### Quoted passage:
* START *
As we all know, Alec Martinez wound up with the biggest moment of the Western Conference Finals when his wrist shot from the left point line deflected off Blackhawks defenseman Nick Leddy and went over goalie Corey Crawford’s shoulder dethrone the defending Stanley Cup champion. It was sweet revenge for the Kings who had lost to Chicago as the defending champion in overtime just a year earlier. The organ played at the United Center as the fans filed out and the handshake line commenced. All of this proved that the 2012-2014 Los Angeles Kings were built for the playoffs.

Kings 5. Hawks 4.
5:47 —Alec Martinez (4) Assists: Justin Williams, Matt Greene

The Kings are Headed to the Stanley Cup Final

The Captain Accepts: Unfinished Work Ahead

Quotables

LA Kings Insider, Jon Rosen:
“Today’s number: 111.33. It’s the average regular season point total of the three teams that the Los Angeles Kings defeated to reach the Stanley Cup Final, a murderer’s row of juggernaut offensive squads fortified with claims to the throne of varying legitimacy. The Kings may have defeated the Presidents’ Trophy winner and swept the Northwest, Central and Pacific Divisions two years ago, but let’s face it, the Phoenix Coyotes aren’t in anyone’s most obscure hallucination the Chicago Blackhawks.”
* END *
### Aim 1:
In the passage on the Kings' conference finals win, which Blackhawks defenseman did Alec Martinez's shot deflect off?
### Aim 2:
From the passage on the Kings' conference finals win, return the words starting at "As we all know, Alec" and ending at "for the playoffs.".
You won't need the listing.

### Given information:
* START *
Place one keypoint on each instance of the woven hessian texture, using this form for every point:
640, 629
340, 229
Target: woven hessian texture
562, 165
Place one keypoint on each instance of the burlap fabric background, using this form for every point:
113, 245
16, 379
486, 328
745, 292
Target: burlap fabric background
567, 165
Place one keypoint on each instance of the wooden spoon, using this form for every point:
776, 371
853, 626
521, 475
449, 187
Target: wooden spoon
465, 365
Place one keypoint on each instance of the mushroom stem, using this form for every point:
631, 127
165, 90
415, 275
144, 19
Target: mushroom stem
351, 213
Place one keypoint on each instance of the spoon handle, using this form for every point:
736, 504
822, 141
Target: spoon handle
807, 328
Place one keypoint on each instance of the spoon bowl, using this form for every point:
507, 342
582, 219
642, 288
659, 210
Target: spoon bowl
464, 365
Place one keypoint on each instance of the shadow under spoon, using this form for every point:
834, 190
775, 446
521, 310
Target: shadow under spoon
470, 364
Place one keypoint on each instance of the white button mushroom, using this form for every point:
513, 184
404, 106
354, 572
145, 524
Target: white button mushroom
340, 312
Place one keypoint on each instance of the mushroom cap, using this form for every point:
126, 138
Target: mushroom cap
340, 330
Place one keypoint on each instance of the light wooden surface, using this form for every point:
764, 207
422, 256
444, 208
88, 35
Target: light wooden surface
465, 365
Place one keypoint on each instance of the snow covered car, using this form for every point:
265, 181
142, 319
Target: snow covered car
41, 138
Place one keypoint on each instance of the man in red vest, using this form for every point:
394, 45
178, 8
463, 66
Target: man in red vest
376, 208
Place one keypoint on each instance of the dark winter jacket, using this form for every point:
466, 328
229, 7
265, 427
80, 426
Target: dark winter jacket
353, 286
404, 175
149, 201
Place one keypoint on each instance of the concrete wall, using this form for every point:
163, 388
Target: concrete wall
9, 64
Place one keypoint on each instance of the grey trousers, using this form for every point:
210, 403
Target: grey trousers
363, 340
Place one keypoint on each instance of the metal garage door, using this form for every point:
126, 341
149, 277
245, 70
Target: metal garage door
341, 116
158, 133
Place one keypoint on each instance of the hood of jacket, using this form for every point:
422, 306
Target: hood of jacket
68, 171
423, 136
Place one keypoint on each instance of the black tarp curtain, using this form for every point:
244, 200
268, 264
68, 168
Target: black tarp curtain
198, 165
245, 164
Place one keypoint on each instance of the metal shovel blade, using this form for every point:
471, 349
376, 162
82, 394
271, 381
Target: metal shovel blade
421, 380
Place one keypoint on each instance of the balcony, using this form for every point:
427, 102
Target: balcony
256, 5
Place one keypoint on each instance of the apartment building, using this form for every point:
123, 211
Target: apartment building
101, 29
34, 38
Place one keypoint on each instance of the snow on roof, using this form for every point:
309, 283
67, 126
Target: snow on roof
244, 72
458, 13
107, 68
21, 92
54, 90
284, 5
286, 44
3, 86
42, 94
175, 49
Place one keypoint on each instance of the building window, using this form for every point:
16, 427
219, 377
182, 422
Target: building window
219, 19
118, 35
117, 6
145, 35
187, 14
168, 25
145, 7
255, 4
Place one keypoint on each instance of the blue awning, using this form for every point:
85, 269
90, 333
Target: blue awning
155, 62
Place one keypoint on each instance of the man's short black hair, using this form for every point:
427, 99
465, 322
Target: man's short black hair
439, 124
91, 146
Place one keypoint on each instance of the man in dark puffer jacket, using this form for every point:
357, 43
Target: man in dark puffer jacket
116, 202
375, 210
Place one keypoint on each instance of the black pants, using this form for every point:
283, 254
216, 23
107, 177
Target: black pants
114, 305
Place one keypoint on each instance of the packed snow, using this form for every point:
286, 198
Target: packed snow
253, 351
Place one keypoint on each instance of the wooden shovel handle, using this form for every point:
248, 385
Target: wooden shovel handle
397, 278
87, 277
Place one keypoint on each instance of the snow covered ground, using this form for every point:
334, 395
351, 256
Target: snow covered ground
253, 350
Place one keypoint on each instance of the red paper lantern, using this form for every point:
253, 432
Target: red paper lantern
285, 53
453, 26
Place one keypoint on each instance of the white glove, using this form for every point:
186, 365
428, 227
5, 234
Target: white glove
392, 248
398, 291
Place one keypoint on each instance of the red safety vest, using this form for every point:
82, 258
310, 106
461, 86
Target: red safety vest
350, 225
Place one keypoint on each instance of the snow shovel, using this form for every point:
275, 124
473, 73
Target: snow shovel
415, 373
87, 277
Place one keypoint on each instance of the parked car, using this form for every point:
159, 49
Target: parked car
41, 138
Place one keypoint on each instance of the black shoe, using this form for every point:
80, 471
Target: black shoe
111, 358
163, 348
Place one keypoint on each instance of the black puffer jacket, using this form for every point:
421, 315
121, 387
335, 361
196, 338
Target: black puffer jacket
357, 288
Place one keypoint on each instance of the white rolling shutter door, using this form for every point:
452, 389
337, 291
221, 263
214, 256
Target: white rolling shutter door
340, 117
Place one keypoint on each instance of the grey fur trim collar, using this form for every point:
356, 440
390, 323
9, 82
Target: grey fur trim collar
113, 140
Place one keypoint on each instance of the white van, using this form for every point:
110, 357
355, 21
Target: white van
* END *
### Answer 1:
Nick Leddy

### Answer 2:
As we all know, Alec Martinez wound up with the biggest moment of the Western Conference Finals when his wrist shot from the left point line deflected off Blackhawks defenseman Nick Leddy and went over goalie Corey Crawford’s shoulder dethrone the defending Stanley Cup champion. It was sweet revenge for the Kings who had lost to Chicago as the defending champion in overtime just a year earlier. The organ played at the United Center as the fans filed out and the handshake line commenced. All of this proved that the 2012-2014 Los Angeles Kings were built for the playoffs.